Online Program

Barriers to early HIV testing for African-born immigrants and Latinos in Minnesota: A qualitative study

Tuesday, November 3, 2015

Hester Simons, MPH, Centro Hispano of Dane County, Madison, WI
Alan Lifson, MD, MPH, Division of Epidemiology and Community Health, University of Minnesota School of Public Health, Minneapolis, MN
Zobeida Bonilla, PhD, MPH, MA, Division of Epidemiology and Community Health, University of Minnesota, SPH, Minneapolis, MN

In Minnesota, Latinos and African-born immigrants are more likely than most populations to be late testers.  Late testing in these rapidly growing populations in the Midwest has important implications for clinical, public health, and economic outcomes.  Little is known about these populations’ barriers to testing.  This qualitative study aims to clarify barriers to early testing for these two populations.


Data were collected in 2014 through in-depth, semi-structured key informant interviews (n=13) with immigrant HIV-testing providers working in either clinical or community-based settings in Minnesota.  A systematic literature review identifying known barriers was conducted and helped to inform interview questions.  Verbatim interview transcripts were coded and verified and both thematic and content analyses were conducted.

▸ Supplied information
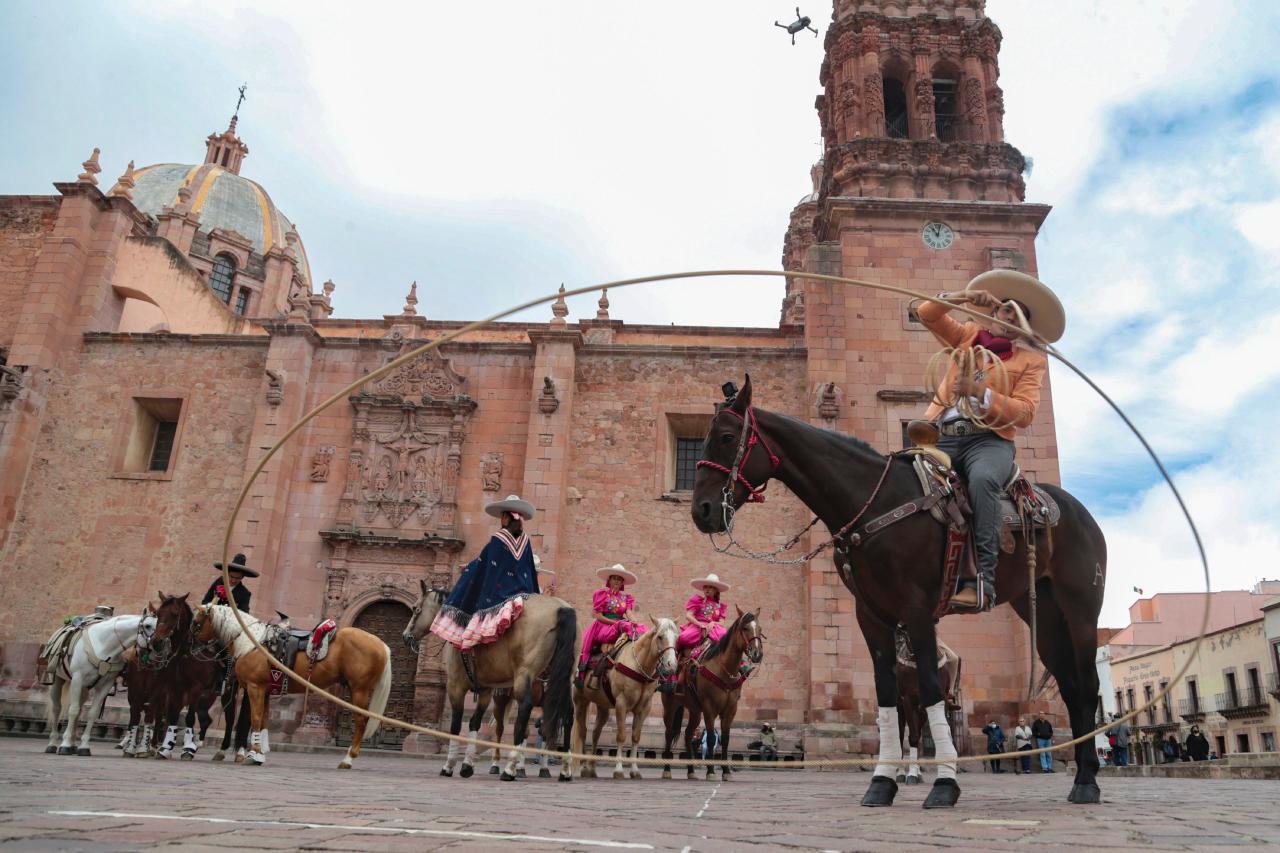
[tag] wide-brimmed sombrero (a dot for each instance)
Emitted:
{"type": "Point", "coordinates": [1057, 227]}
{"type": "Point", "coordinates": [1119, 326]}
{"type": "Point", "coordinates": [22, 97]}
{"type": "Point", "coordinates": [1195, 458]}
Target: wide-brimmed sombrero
{"type": "Point", "coordinates": [1047, 319]}
{"type": "Point", "coordinates": [616, 569]}
{"type": "Point", "coordinates": [709, 580]}
{"type": "Point", "coordinates": [511, 503]}
{"type": "Point", "coordinates": [237, 564]}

▸ Problem statement
Reproduce word for word the part of the HIV testing abstract starting at "Hester Simons, MPH, Centro" and ending at "these two populations.".

▸ Answer
Hester Simons, MPH, Centro Hispano of Dane County, Madison, WI
Alan Lifson, MD, MPH, Division of Epidemiology and Community Health, University of Minnesota School of Public Health, Minneapolis, MN
Zobeida Bonilla, PhD, MPH, MA, Division of Epidemiology and Community Health, University of Minnesota, SPH, Minneapolis, MN

In Minnesota, Latinos and African-born immigrants are more likely than most populations to be late testers.  Late testing in these rapidly growing populations in the Midwest has important implications for clinical, public health, and economic outcomes.  Little is known about these populations’ barriers to testing.  This qualitative study aims to clarify barriers to early testing for these two populations.